▶ [EXERCISE REQUIREMENTS] Copy the records below word for word, omitting the pictures.

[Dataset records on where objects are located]

.....

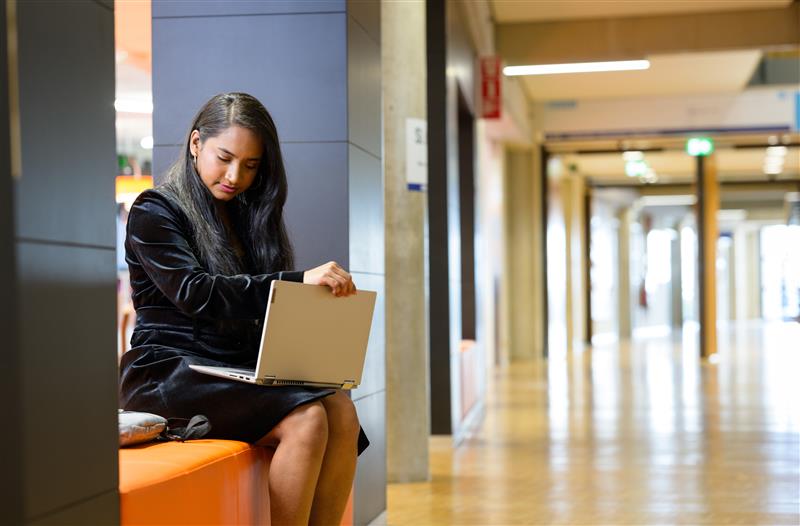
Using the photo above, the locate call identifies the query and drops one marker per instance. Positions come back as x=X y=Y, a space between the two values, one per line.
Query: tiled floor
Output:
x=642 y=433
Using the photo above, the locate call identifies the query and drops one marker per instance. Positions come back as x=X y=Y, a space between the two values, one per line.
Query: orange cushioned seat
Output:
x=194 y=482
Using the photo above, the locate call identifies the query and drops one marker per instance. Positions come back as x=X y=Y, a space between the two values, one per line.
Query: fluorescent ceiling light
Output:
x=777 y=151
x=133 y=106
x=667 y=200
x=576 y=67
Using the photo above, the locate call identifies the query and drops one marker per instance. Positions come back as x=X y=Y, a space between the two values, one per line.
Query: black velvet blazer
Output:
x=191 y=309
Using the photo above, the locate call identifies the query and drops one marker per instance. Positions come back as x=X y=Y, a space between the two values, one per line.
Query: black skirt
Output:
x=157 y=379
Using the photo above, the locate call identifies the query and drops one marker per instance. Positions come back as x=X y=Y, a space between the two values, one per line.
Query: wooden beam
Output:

.....

▶ [SOLUTION FOR THIS TASK]
Using the photo above, the locate call identifies the query and drops one marker per instance. Positions come back as x=X y=Y, a space between the two values, one per line.
Query: tiled floor
Output:
x=642 y=433
Using the photo above, the locate call identifies the query and drops one marker per instance. Positions come back as x=X y=Y, a space between the two values, one per line.
Query: orange cushioned seat
Output:
x=194 y=482
Using the photo above, the locate call identifies the query and drops one marker per instance. Positions come back as x=X y=Y, a space between the two values, one per line.
Query: fluorescent ceiling light
Output:
x=777 y=151
x=133 y=106
x=667 y=200
x=576 y=67
Using the photo above, the locate call identifies the query and drops one marker per instance. Positions come back as x=X y=Y, a space between the two values, one per line.
Query: black velvet blazer
Output:
x=191 y=309
Using the photo above, the locate call identifies the query and drops one marker per instance. Positions come back as x=X y=Y, a space between the two values, one per line.
Query: black skirt
Output:
x=157 y=379
Using the photo above, the locate call identifies the query and drops one marker per instance. Positions come back as x=X y=Y, a space between the two values, one per line.
Query: wooden beam
Output:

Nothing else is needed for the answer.